┌────────

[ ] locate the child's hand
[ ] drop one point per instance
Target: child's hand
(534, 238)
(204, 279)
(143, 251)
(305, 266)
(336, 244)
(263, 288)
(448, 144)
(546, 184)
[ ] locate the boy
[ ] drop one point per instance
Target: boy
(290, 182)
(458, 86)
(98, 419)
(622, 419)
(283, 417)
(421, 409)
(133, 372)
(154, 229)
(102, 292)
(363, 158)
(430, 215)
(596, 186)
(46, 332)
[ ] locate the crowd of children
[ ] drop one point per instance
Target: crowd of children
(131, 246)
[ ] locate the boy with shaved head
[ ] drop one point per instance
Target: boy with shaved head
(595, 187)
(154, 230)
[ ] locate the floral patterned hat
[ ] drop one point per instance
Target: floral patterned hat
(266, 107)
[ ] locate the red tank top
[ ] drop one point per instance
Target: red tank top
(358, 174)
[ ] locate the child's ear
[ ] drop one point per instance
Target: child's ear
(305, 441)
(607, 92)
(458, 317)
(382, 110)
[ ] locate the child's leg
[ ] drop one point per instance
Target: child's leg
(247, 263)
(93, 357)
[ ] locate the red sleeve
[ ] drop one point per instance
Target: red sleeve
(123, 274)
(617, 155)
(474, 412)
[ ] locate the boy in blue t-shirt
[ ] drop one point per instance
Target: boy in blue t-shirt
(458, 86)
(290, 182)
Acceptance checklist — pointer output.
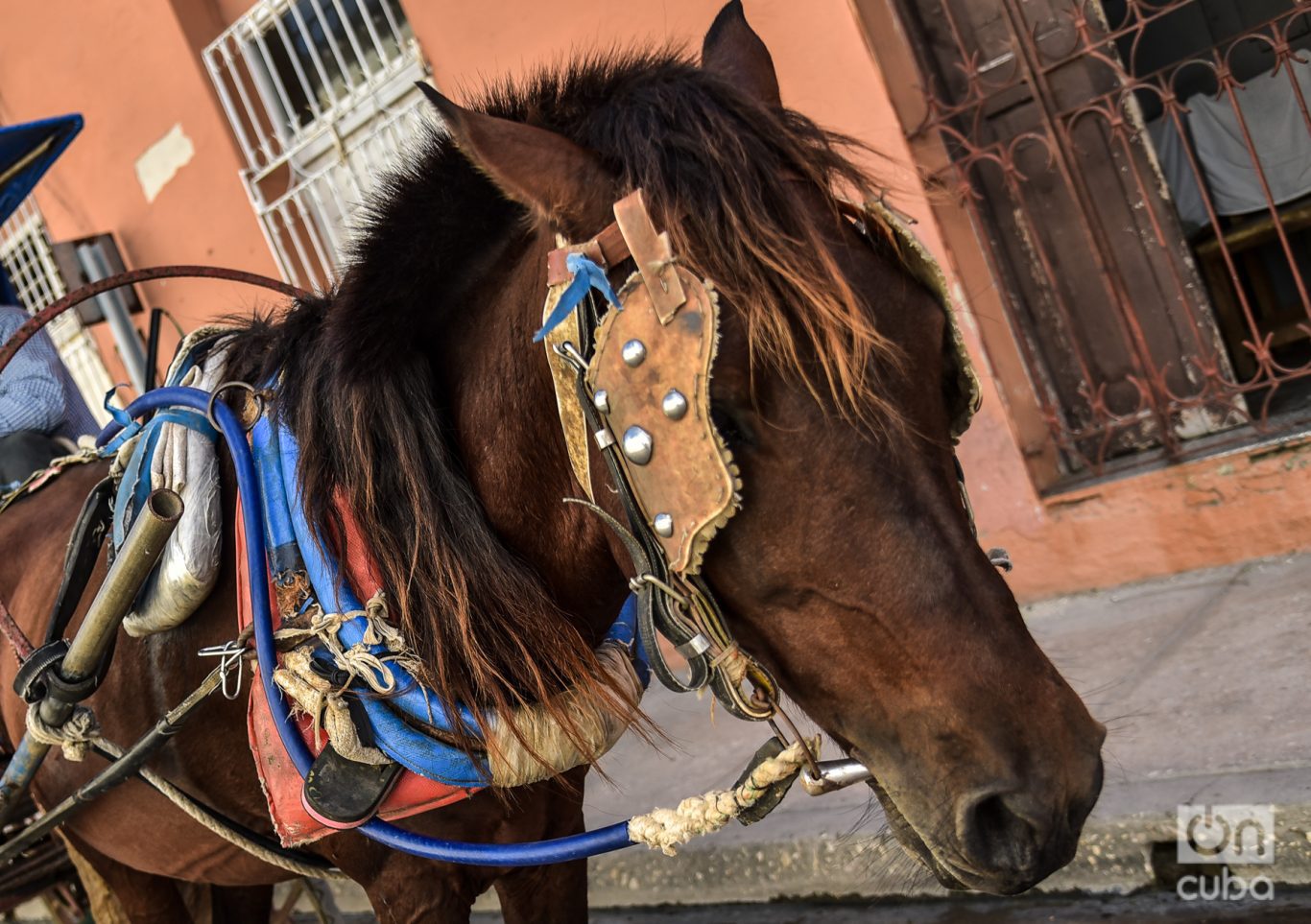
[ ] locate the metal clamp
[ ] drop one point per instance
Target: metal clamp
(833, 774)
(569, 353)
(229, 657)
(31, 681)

└────────

Work to complete - Your output should be the listing's lines, exact and complete, from its first line to the line that contains "[ ] locate the crowd of children", inclusive.

Exercise result -
[ ] locate the child's hand
[ ] drop one point per instance
Target: child's hand
(534, 238)
(204, 279)
(143, 251)
(305, 266)
(336, 244)
(263, 288)
(448, 144)
(546, 184)
[ ] locate the boy
[ ] drop one point per instance
Target: boy
(290, 182)
(458, 86)
(98, 419)
(622, 419)
(283, 417)
(421, 409)
(133, 372)
(154, 229)
(102, 292)
(363, 158)
(430, 215)
(596, 186)
(46, 332)
[ ] locate the crowd of children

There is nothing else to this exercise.